(Location labeling records)
|---|

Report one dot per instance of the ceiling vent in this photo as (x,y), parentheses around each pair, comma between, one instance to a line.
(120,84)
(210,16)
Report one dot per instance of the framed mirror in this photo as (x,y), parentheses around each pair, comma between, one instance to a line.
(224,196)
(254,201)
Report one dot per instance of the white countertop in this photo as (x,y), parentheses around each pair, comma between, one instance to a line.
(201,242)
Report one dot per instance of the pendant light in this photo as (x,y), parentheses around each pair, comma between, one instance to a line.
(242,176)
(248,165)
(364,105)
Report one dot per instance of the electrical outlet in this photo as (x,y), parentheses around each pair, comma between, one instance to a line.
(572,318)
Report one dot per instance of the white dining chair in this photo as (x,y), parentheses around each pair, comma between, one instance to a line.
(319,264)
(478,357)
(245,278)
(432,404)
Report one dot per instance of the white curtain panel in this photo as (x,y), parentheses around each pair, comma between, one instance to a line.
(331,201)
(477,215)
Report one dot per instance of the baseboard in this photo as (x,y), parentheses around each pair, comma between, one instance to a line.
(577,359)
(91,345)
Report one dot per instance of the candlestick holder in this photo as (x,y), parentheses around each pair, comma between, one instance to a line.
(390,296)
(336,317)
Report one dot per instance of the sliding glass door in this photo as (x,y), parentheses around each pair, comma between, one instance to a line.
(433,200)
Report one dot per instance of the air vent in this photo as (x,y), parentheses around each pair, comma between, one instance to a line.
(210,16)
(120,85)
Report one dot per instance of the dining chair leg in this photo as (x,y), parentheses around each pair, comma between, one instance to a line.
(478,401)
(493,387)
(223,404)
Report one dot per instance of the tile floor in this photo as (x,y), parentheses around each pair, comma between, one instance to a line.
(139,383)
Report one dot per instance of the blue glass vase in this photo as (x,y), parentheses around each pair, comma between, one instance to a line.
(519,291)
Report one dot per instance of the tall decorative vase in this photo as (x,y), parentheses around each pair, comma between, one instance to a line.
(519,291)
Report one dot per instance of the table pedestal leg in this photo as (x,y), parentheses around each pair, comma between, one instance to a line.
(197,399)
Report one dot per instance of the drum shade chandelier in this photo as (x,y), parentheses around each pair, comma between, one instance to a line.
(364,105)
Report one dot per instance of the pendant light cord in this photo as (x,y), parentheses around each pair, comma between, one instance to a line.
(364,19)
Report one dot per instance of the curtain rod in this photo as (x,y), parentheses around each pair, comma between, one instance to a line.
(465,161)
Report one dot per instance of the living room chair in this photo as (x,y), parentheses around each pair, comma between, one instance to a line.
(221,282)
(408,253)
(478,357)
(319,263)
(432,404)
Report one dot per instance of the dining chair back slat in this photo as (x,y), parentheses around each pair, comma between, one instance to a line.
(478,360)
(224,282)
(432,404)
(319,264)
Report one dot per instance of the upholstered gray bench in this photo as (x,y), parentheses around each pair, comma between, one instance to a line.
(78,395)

|---|

→ EXERCISE:
Lay out everything from the line containing "Report one dot per instance of the dining chair back" down through the end of the records as a two-column CSV with the header text,answer and one row per record. Quote each field, and replace the line breaks within a field with spaces.

→ OUTPUT OF THE EXERCISE:
text,answer
"Report one dot per instance of the dining chair back slat in this photo as (x,y), parentheses around each pair, comma between, one instance to a line.","(478,360) (224,282) (432,404) (319,264)"
"Report one dot per instance of the upholstered gray bench in this photo as (x,y), parentheses around each pair, comma between, one instance to a line.","(78,395)"